SELECTED TEXT:
Mark S. Rasmussen improve.dk
Jul 06
2011

Lately I’ve been working on nonclustered index parsing. One of my test cases proved to be somewhat more tricky than I’d anticipated, namely the parsing of nonclustered indexes for non-unique clustered tables. Working with non-unique clustered indexes, we’ll have to take care of uniquifiers when necessary.

The setup

Using an empty database I create the following schema and insert two rows. Note that the clustered index is created on the (ID, Name) columns and will thus have uniquifiers inserted since my rows aren’t unique. Also note that I’m intentionally creating a schema that will cause all three allocation unit types to be created – IN_ROW_DATA by default, LOB_DATA for the text column and finally ROW_OVERFLOW_DATA due to the overflowing varchar filler columns. This won’t serve any practical purpose besides being eye candy when looking at the data :)

-- Create schema
CREATE TABLE Test
(
	ID int,
	Name varchar(10),
	FillerA varchar(8000) DEFAULT(REPLICATE('x', 5000)),
	FillerB varchar(8000) DEFAULT(REPLICATE('y', 5000)),
	Data text DEFAULT ('')

Entries taken from a collection:
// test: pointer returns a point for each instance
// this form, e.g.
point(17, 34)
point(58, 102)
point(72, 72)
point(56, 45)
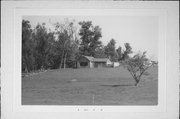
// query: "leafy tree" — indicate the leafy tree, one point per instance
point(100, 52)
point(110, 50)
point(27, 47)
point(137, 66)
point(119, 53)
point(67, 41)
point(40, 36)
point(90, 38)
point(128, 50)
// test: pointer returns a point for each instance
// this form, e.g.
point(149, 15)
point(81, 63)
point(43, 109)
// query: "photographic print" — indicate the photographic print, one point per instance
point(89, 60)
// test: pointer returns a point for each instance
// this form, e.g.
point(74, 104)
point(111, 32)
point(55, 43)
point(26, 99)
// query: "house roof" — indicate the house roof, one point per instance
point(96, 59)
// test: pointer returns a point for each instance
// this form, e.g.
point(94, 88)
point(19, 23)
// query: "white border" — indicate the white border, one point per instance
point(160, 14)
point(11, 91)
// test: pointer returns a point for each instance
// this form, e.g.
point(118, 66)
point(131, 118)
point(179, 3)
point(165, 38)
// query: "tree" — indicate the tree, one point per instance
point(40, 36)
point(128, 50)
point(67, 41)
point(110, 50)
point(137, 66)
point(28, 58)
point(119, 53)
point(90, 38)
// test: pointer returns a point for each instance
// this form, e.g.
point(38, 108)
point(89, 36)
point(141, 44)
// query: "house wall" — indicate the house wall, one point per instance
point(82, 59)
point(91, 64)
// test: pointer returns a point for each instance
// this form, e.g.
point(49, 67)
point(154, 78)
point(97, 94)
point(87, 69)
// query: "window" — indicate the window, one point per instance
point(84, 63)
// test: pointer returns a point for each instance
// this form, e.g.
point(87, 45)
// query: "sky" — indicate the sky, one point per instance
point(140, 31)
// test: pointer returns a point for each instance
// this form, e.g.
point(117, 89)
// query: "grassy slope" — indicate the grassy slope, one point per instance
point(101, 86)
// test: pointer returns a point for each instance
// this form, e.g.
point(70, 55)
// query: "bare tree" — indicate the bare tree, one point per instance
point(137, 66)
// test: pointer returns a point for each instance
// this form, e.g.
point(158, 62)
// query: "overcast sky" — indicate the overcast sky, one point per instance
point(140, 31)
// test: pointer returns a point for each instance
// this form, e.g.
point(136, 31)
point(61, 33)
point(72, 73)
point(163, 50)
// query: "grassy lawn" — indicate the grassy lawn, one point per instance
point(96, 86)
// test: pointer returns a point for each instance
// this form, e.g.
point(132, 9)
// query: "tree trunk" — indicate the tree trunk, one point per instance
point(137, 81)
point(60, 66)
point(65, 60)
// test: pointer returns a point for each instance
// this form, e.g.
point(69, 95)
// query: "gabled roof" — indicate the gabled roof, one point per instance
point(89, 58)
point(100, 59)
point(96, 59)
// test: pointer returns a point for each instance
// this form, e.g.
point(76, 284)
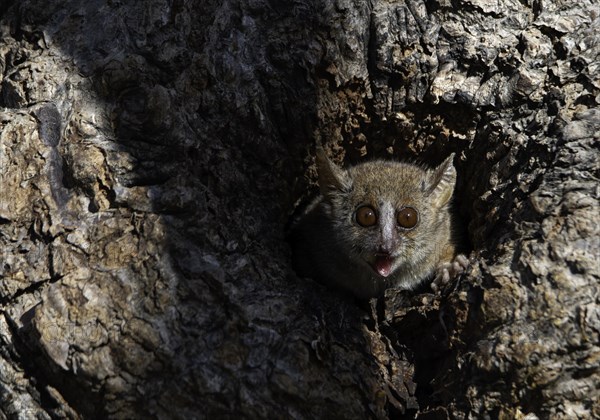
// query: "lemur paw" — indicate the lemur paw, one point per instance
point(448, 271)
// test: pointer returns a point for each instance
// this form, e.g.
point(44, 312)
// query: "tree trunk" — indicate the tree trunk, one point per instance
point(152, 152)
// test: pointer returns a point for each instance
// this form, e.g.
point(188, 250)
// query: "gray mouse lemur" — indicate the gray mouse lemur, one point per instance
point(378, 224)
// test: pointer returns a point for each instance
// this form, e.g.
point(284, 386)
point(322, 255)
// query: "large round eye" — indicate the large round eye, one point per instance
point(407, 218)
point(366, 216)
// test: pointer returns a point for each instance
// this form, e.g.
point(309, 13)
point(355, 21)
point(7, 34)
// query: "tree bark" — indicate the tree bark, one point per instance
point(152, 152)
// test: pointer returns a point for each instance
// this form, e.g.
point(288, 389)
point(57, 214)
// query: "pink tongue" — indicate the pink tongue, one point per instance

SHORT PROBLEM A: In the post on nonclustered index parsing, explain why the schema will cause all three allocation unit types to be created.
SHORT PROBLEM B: Retype the part of the post on nonclustered index parsing starting at "Using an empty" and ending at "the data :)".
These entries come from a different source than the post on nonclustered index parsing.

WRITTEN SOLUTION A: IN_ROW_DATA is created by default, LOB_DATA is created for the text column, and ROW_OVERFLOW_DATA is created because the varchar filler columns overflow.

WRITTEN SOLUTION B:
Using an empty database I create the following schema and insert two rows. Note that the clustered index is created on the (ID, Name) columns and will thus have uniquifiers inserted since my rows aren’t unique. Also note that I’m intentionally creating a schema that will cause all three allocation unit types to be created – IN_ROW_DATA by default, LOB_DATA for the text column and finally ROW_OVERFLOW_DATA due to the overflowing varchar filler columns. This won’t serve any practical purpose besides being eye candy when looking at the data :)